**STATED GOAL:** Write out all of the data below again, substituting "occurrence" for every occurrence of "instance" and leaving everything else as it is.

(Dataset items)
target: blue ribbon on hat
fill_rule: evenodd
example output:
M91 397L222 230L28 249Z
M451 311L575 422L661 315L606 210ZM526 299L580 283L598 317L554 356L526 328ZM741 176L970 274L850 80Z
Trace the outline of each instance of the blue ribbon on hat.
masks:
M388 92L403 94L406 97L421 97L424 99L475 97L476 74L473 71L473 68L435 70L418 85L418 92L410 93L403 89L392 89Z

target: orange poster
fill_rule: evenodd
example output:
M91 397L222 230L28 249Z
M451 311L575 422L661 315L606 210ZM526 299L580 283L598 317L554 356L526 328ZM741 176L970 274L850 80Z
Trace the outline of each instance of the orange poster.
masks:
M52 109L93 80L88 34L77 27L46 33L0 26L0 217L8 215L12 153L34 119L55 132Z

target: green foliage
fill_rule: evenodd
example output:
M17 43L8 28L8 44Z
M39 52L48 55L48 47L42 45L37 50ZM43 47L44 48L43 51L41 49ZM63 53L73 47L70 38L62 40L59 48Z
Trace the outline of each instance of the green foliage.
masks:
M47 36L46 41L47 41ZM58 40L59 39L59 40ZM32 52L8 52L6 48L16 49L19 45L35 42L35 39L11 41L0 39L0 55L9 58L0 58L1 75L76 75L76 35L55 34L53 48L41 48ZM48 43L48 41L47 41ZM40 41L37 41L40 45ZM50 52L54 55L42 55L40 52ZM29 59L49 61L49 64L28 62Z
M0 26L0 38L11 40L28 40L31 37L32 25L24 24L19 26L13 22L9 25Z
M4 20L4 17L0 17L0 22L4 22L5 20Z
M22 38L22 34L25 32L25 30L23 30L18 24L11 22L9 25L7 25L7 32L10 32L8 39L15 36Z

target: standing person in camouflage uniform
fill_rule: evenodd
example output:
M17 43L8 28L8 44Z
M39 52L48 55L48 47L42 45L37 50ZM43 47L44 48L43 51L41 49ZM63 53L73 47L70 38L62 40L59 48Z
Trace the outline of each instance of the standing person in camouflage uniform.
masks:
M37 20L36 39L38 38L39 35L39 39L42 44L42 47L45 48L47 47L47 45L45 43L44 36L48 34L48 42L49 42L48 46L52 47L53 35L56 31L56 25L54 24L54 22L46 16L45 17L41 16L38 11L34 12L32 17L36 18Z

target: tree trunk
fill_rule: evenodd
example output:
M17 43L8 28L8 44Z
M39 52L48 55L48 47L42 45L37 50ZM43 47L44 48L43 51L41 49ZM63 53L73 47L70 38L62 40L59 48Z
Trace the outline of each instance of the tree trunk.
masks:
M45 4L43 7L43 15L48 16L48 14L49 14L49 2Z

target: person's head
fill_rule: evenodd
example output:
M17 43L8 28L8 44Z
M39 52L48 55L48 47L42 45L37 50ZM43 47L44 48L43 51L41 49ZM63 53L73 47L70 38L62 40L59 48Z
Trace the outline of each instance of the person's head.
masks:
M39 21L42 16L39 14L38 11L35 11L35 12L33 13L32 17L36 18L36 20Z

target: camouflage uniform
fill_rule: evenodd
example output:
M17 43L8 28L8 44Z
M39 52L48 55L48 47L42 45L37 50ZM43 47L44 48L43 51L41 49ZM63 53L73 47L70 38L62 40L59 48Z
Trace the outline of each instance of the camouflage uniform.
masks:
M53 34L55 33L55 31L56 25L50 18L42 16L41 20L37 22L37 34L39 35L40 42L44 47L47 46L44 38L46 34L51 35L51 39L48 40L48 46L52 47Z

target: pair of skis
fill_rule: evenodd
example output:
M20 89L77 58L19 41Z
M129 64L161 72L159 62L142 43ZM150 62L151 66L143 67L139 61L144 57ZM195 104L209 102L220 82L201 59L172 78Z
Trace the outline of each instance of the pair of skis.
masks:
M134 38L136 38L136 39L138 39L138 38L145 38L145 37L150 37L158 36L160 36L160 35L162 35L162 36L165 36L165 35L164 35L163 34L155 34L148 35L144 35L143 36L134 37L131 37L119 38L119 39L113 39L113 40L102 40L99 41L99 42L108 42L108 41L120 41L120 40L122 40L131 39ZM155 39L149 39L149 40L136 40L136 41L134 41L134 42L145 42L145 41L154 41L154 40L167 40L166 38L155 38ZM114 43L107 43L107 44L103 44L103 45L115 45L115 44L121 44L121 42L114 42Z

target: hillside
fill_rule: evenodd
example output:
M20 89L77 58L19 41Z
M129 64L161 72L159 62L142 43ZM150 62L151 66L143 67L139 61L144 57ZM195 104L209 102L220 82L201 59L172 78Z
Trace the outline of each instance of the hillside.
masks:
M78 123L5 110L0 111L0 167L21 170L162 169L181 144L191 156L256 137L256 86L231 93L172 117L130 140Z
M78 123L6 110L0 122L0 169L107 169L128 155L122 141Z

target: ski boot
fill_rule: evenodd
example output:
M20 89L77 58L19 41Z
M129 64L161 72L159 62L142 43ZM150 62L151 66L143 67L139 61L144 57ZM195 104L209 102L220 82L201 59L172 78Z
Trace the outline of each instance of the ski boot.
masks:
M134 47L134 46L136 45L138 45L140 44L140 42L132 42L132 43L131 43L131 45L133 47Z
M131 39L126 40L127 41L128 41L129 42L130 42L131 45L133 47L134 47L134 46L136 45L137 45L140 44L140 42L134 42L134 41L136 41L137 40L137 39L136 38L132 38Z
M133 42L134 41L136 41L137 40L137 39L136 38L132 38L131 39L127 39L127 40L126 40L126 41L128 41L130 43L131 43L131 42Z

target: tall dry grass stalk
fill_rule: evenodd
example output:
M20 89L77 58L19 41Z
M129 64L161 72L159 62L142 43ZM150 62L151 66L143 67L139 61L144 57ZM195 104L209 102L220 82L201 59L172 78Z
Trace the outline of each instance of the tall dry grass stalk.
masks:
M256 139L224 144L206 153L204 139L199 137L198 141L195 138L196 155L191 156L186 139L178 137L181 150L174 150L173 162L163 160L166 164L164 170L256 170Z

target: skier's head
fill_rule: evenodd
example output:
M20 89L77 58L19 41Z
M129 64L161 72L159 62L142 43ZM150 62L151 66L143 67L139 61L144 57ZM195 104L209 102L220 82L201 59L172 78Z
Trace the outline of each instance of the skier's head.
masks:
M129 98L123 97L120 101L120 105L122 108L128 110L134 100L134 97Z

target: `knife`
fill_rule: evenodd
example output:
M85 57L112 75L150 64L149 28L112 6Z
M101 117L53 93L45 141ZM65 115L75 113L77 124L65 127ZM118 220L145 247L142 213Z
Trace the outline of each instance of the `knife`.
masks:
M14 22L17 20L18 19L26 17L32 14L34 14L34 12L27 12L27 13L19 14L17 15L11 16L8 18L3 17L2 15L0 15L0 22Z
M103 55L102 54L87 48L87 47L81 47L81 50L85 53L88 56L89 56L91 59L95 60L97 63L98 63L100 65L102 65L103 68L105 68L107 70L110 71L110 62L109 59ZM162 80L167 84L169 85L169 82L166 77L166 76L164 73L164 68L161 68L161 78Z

**SOLUTION FOR THIS TASK:**
target: blue ribbon on hat
fill_rule: evenodd
example output:
M91 397L222 230L28 249Z
M451 311L575 422L661 315L606 210ZM526 299L580 283L598 317L554 356L526 328ZM741 176L970 274L850 80Z
Trace the outline of each occurrence of the blue ribbon on hat.
masks:
M388 92L403 94L406 97L421 97L424 99L475 97L476 74L473 71L473 68L435 70L418 85L418 92L410 93L403 89L392 89Z

target: orange poster
fill_rule: evenodd
example output:
M91 397L222 230L28 249Z
M451 311L575 422L661 315L606 210ZM526 299L580 283L598 317L554 356L526 328ZM741 176L970 274L850 80Z
Trace the outline of each occurrence of the orange poster.
masks:
M52 109L93 80L88 34L77 27L46 33L0 26L0 217L8 215L12 153L34 119L55 132Z

target: green foliage
fill_rule: evenodd
example output:
M17 43L8 28L8 44Z
M39 52L48 55L48 47L42 45L37 50ZM43 47L44 48L43 51L41 49ZM63 53L73 47L70 38L62 40L59 48Z
Trace the outline of each occurrence of the green foliage.
masks:
M47 36L46 41L47 41ZM58 40L59 39L59 40ZM32 52L8 52L6 48L16 49L19 45L35 42L35 39L11 41L0 39L0 55L9 58L0 58L1 75L76 75L76 35L55 34L53 48L41 48ZM48 43L48 41L47 41ZM40 41L37 41L40 45ZM50 52L54 55L42 55L40 52ZM29 59L49 61L49 64L28 62Z
M0 26L0 38L11 40L28 40L31 37L32 25L24 24L19 26L13 22L9 25Z
M4 20L4 17L0 17L0 22L4 22L5 20Z
M22 38L22 34L25 32L25 30L23 30L18 24L11 22L9 25L7 25L7 32L10 32L8 39L15 36Z

target: standing person in camouflage uniform
fill_rule: evenodd
example output:
M17 43L8 28L8 44Z
M39 52L48 55L48 47L42 45L37 50ZM43 47L44 48L43 51L41 49ZM63 53L73 47L70 38L62 40L59 48Z
Trace the outline of each occurrence of the standing person in camouflage uniform.
masks:
M37 20L36 39L38 38L39 35L39 39L42 44L42 47L45 48L47 47L47 45L45 43L44 36L48 34L48 42L49 42L48 46L52 47L53 35L56 31L56 25L54 24L54 22L46 16L45 17L41 16L38 11L34 12L32 17L36 18Z

target: tree trunk
fill_rule: evenodd
example output:
M17 43L8 28L8 44Z
M39 52L48 55L48 47L42 45L37 50ZM43 47L44 48L43 51L41 49ZM63 53L73 47L70 38L62 40L59 48Z
Trace the outline of each occurrence of the tree trunk.
masks:
M45 4L43 7L43 15L48 16L48 14L49 14L49 2Z

target: person's head
fill_rule: evenodd
example output:
M17 43L8 28L8 44Z
M39 52L48 55L48 47L42 45L37 50ZM43 47L44 48L43 51L41 49ZM63 53L73 47L70 38L62 40L59 48Z
Trace the outline of each occurrence of the person's head.
masks:
M39 21L42 16L39 14L38 11L35 11L35 12L33 13L32 17L36 18L36 20Z

target: camouflage uniform
fill_rule: evenodd
example output:
M17 43L8 28L8 44Z
M39 52L48 55L48 47L42 45L37 50ZM43 47L44 48L43 51L41 49ZM63 53L73 47L70 38L62 40L59 48Z
Trace the outline of each occurrence of the camouflage uniform.
masks:
M53 34L55 33L55 31L56 25L50 18L42 16L41 20L37 22L37 34L39 35L40 42L44 47L47 46L44 38L46 34L51 35L51 39L48 40L48 46L52 47Z

target: pair of skis
fill_rule: evenodd
example output:
M20 89L77 58L19 41Z
M129 64L161 72L159 62L142 43ZM150 62L151 66L143 67L139 61L144 57ZM195 104L209 102L220 82L201 59L172 78Z
Trace the outline of each occurrence of the pair of skis.
masks:
M134 38L136 38L136 39L138 39L138 38L145 38L145 37L150 37L158 36L160 36L160 35L162 35L162 36L165 36L165 35L164 35L163 34L155 34L148 35L144 35L143 36L134 37L131 37L119 38L119 39L113 39L113 40L102 40L99 41L99 42L108 42L108 41L120 41L120 40L122 40L131 39ZM155 39L149 39L149 40L136 40L136 41L134 41L134 42L145 42L145 41L154 41L154 40L167 40L166 38L155 38ZM114 43L107 43L107 44L103 44L103 45L115 45L115 44L121 44L121 42L114 42Z

target: hillside
fill_rule: evenodd
example output:
M20 89L77 58L19 41Z
M129 64L161 72L159 62L142 43ZM150 62L151 66L143 67L139 61L144 57ZM195 104L209 102L220 82L201 59L172 78Z
Trace the outline of each occurrence of the hillside.
masks:
M78 123L5 110L0 111L0 167L21 170L162 169L181 144L191 156L256 137L256 86L231 93L172 117L130 140Z
M78 123L6 110L0 122L0 169L107 169L128 155L122 141Z

target: ski boot
fill_rule: evenodd
example output:
M20 89L77 58L19 41Z
M129 64L161 72L159 62L142 43ZM150 62L151 66L143 67L139 61L144 57ZM195 104L209 102L220 82L201 59L172 78Z
Trace the outline of each occurrence of the ski boot.
masks:
M134 47L134 46L136 45L138 45L140 44L140 42L132 42L132 43L131 43L131 45L133 47Z
M131 39L126 40L127 41L128 41L129 42L130 42L131 45L133 47L134 47L134 46L136 45L137 45L140 44L140 42L134 42L134 41L136 41L137 40L137 39L136 38L132 38Z
M133 42L134 41L136 41L137 40L137 39L136 38L132 38L131 39L127 39L127 40L126 40L126 41L128 41L130 43L131 43L131 42Z

target: tall dry grass stalk
fill_rule: evenodd
example output:
M20 89L77 58L19 41Z
M129 64L161 72L159 62L142 43ZM150 62L151 66L143 67L139 61L144 57ZM195 104L209 102L220 82L201 59L172 78Z
Trace the outline of each occurrence of the tall dry grass stalk.
masks:
M256 139L224 144L206 153L204 139L199 137L198 141L195 138L196 155L191 156L186 139L178 137L181 150L174 150L173 162L163 160L166 164L164 170L256 170Z

target: skier's head
fill_rule: evenodd
example output:
M20 89L77 58L19 41Z
M129 64L161 72L159 62L142 43ZM150 62L151 66L143 67L139 61L144 57ZM195 104L209 102L220 82L201 59L172 78Z
Trace the outline of each occurrence of the skier's head.
masks:
M129 98L123 97L120 101L120 105L122 108L128 110L134 100L134 97Z

target: `knife`
fill_rule: evenodd
example output:
M85 57L112 75L150 64L149 28L112 6Z
M101 117L53 93L45 141ZM65 115L75 113L77 124L65 127ZM118 220L145 247L142 213Z
Trace the outline of each occurrence of the `knife`.
masks:
M14 22L17 20L18 19L26 17L32 14L34 14L34 12L27 12L27 13L19 14L17 15L11 16L8 18L3 17L2 15L0 15L0 22Z
M103 55L102 54L87 48L87 47L81 47L81 50L85 53L88 56L89 56L91 59L95 60L97 63L98 63L100 65L102 65L103 68L105 68L107 70L110 71L110 62L109 59ZM162 80L167 84L169 85L169 82L166 77L166 76L164 73L164 68L161 68L161 78Z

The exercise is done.